• [Short task]:
Rescale everything in the data below from the line containing "Task: If you could tag each instance of the ibc" down to the line containing "<point>195,152</point>", both included, and give only those lines. Repeat each one, requests too, but multiply every point coordinate by 0.75 and round it to a whole number, with halves rounded up.

• [Data for this task]:
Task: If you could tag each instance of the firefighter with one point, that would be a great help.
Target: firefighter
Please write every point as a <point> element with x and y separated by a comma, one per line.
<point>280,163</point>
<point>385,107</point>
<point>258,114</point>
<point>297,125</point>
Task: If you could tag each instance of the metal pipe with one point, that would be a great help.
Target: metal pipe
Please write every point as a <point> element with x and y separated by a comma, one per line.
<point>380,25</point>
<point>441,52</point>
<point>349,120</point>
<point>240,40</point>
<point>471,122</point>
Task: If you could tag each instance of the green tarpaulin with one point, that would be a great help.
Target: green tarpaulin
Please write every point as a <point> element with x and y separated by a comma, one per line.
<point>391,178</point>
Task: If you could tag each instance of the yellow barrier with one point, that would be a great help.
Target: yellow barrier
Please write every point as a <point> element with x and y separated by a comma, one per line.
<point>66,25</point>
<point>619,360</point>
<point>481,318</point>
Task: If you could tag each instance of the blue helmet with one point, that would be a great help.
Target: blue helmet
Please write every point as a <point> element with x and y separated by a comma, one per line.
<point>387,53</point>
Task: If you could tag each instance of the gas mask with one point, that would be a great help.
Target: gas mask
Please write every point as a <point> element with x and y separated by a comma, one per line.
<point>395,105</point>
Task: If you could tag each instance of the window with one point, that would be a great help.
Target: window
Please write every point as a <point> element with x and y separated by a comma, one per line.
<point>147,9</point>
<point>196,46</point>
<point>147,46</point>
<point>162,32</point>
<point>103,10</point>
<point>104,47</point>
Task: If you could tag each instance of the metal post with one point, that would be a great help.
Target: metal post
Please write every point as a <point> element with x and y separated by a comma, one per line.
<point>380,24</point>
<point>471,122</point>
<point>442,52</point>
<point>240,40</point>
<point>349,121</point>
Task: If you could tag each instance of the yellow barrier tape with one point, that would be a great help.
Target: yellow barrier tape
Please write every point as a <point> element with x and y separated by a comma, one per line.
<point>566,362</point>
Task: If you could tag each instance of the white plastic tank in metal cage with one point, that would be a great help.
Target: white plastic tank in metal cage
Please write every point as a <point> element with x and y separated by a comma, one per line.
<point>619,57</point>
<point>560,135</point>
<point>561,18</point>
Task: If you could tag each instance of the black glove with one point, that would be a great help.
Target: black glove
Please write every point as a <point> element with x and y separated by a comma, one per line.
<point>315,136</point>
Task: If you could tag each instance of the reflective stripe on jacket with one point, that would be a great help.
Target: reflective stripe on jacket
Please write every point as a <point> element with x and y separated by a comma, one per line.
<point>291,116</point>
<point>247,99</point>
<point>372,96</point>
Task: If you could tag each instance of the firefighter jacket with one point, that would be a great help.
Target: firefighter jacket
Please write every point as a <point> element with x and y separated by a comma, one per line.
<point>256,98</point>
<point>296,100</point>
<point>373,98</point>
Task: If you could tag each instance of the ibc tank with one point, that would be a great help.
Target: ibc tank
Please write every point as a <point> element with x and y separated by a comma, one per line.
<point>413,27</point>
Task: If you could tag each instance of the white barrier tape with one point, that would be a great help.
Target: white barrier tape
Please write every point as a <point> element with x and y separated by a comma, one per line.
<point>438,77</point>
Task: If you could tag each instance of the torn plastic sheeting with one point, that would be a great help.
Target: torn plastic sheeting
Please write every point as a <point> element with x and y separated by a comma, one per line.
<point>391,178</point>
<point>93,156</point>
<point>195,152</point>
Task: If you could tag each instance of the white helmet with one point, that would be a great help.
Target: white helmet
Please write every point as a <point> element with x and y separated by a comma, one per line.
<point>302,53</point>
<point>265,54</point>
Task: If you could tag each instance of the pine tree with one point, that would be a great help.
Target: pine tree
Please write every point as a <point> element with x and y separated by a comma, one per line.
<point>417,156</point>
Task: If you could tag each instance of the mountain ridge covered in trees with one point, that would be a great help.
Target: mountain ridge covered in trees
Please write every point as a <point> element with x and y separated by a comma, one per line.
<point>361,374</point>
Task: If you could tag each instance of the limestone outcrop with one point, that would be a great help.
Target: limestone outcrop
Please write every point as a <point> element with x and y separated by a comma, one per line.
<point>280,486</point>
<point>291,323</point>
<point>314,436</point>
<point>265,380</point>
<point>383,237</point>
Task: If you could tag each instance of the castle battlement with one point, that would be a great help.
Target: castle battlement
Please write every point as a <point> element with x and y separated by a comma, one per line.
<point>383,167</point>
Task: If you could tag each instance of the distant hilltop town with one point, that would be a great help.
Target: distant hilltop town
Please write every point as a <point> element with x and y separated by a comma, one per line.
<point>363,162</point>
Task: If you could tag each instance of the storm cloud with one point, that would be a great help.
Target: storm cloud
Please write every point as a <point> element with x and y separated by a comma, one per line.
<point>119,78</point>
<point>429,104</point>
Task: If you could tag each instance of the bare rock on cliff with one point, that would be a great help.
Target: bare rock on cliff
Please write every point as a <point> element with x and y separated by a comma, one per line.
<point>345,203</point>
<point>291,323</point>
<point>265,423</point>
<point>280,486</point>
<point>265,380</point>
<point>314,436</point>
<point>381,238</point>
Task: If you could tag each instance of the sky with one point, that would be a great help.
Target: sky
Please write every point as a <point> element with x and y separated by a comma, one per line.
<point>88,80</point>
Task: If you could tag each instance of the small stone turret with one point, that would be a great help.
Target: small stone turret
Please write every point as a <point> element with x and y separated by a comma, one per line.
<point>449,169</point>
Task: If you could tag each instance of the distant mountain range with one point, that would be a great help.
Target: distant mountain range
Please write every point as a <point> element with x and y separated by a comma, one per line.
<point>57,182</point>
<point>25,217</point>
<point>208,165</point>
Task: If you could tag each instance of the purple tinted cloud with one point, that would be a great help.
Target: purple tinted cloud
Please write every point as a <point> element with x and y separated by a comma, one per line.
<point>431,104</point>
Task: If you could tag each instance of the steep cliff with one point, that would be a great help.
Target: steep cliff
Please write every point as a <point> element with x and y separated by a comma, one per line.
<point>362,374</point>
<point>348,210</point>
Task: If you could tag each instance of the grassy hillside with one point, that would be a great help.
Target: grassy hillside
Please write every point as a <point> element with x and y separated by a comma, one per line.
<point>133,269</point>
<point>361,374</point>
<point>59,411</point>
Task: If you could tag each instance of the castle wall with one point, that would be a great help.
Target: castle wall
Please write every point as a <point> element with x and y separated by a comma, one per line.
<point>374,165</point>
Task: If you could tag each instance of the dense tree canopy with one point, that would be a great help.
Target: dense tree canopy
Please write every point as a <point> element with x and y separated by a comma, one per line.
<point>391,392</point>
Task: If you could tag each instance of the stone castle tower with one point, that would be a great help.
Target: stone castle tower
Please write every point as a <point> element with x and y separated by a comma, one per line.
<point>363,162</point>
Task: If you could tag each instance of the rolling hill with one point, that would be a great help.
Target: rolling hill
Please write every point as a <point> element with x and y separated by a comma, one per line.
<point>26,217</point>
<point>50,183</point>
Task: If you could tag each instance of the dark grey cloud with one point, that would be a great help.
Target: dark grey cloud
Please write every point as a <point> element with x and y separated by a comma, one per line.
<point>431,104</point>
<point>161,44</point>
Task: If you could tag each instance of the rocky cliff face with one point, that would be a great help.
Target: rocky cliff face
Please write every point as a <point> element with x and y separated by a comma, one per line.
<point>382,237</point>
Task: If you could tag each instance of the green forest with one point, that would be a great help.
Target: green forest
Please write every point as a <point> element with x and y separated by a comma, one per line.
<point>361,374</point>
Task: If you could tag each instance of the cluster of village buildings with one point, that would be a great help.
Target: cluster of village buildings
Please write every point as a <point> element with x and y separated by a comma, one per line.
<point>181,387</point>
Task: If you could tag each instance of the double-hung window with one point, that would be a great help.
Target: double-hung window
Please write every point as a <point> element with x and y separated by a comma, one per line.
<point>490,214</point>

• [Reply]:
Task: If you could tag each instance of the ibc tank with one point, that would be a great help.
Target: ibc tank
Please write every point as a <point> element with x and y separated by a comma, one per line.
<point>310,20</point>
Task: If you could tag each instance of the white barrier tape with one point, that would be a great help.
Target: white barrier tape
Please write every point as a <point> element with x and y separated by a comma, one per line.
<point>329,58</point>
Task: If you could tag each instance of the torn plastic sheeting with one point, that would be a great help.
Target: torn plastic sheeting
Please write every point as a <point> element with x and y separated by a comma, one per line.
<point>293,134</point>
<point>70,117</point>
<point>146,114</point>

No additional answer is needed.